OBJECTIVE:
Format all of the data below as a JSON array of strings, one string per line, with blank lines omitted.

§

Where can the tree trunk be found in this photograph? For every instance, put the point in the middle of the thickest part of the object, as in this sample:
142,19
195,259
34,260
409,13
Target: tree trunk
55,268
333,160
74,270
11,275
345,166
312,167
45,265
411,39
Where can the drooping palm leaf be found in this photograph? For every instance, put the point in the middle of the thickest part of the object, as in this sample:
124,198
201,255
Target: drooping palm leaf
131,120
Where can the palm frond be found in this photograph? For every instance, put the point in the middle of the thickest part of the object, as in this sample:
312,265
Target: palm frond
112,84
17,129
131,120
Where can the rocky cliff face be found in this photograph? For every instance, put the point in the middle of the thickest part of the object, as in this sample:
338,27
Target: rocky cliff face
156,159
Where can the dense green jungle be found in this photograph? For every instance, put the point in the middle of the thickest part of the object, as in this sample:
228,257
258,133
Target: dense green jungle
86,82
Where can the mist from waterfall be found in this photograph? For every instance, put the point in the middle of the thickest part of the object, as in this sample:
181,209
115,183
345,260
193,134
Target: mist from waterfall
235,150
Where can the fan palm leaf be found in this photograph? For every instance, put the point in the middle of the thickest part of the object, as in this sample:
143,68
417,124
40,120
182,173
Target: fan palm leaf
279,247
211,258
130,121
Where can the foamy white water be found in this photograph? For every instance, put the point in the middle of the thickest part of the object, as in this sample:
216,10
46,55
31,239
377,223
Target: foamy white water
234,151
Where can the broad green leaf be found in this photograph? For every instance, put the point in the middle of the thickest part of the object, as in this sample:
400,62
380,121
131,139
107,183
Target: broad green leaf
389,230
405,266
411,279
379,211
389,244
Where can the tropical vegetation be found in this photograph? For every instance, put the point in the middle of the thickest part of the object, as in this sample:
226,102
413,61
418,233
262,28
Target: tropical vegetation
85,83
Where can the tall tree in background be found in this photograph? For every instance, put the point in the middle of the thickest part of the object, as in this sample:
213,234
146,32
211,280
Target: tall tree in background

§

SOLVED EXERCISE:
[
  "Where can the tree trunk be found in this photograph? For every instance, put the point in the middle of the thickest part of the object, as in this sample:",
  "142,19",
  "195,259",
  "34,260",
  "409,13",
  "Target: tree trunk",
  "55,268",
  "333,160",
  "74,270",
  "11,275",
  "345,166",
  "312,167",
  "45,265",
  "411,39",
  "Where can the drooping palm leaf be found in this photograph? For every instance, put the point in the middle of the thickest part of the object, as in this sample:",
  "124,198",
  "201,255",
  "Target: drooping palm leaf",
  "131,120",
  "Where can the palm frond be found in this photograph? For every instance, put the point in the middle of the thickest part of the object, as in this sample:",
  "312,265",
  "Target: palm frond",
  "112,84",
  "17,129",
  "131,120",
  "Where can the rocky cliff face be found in this photograph? For every instance, put the point in the middle of the thickest part of the object, as in this sample:",
  "338,27",
  "Target: rocky cliff face",
  "156,159",
  "Where can the dense green jungle be found in this photograph? For every instance, put the point in the middle of the thickest part of the object, as in this sample:",
  "228,257",
  "258,133",
  "Target: dense green jungle",
  "86,82",
  "Where can the mist from waterfall be found in this photograph? For every instance, put the point in the middle of the thickest part of the object, as in this sample:",
  "181,209",
  "115,183",
  "345,260",
  "193,134",
  "Target: mist from waterfall",
  "235,150",
  "Where can the fan palm leaf be found in this photograph? For every instance, put the point in the middle of the thickest part of the object, as in this sample:",
  "143,68",
  "417,124",
  "40,120",
  "182,173",
  "Target: fan palm leaf",
  "279,247",
  "211,258",
  "130,121",
  "Where can the foamy white water be found in this photograph? For every instance, put the point in the middle of the thickest part of the object, as in this sample:",
  "216,10",
  "46,55",
  "31,239",
  "377,223",
  "Target: foamy white water",
  "234,151",
  "Where can the broad green leaf be found in this photograph? For every instance, put the point in the middle of the thickest part of the object, as in this sample:",
  "400,62",
  "380,121",
  "131,139",
  "107,183",
  "Target: broad green leaf",
  "389,230",
  "405,266",
  "411,279",
  "379,211",
  "389,244",
  "Where can the tropical vegetation be found in this photograph? For every instance, put the point in the middle of the thickest part of the object, as in this sample:",
  "226,102",
  "413,61",
  "418,233",
  "262,28",
  "Target: tropical vegetation",
  "85,83",
  "Where can the tall tree in background be found in this photograph? For every instance, put the point in the middle of the thickest part of the object, as in this sample:",
  "213,234",
  "146,32",
  "211,280",
  "Target: tall tree in background"
]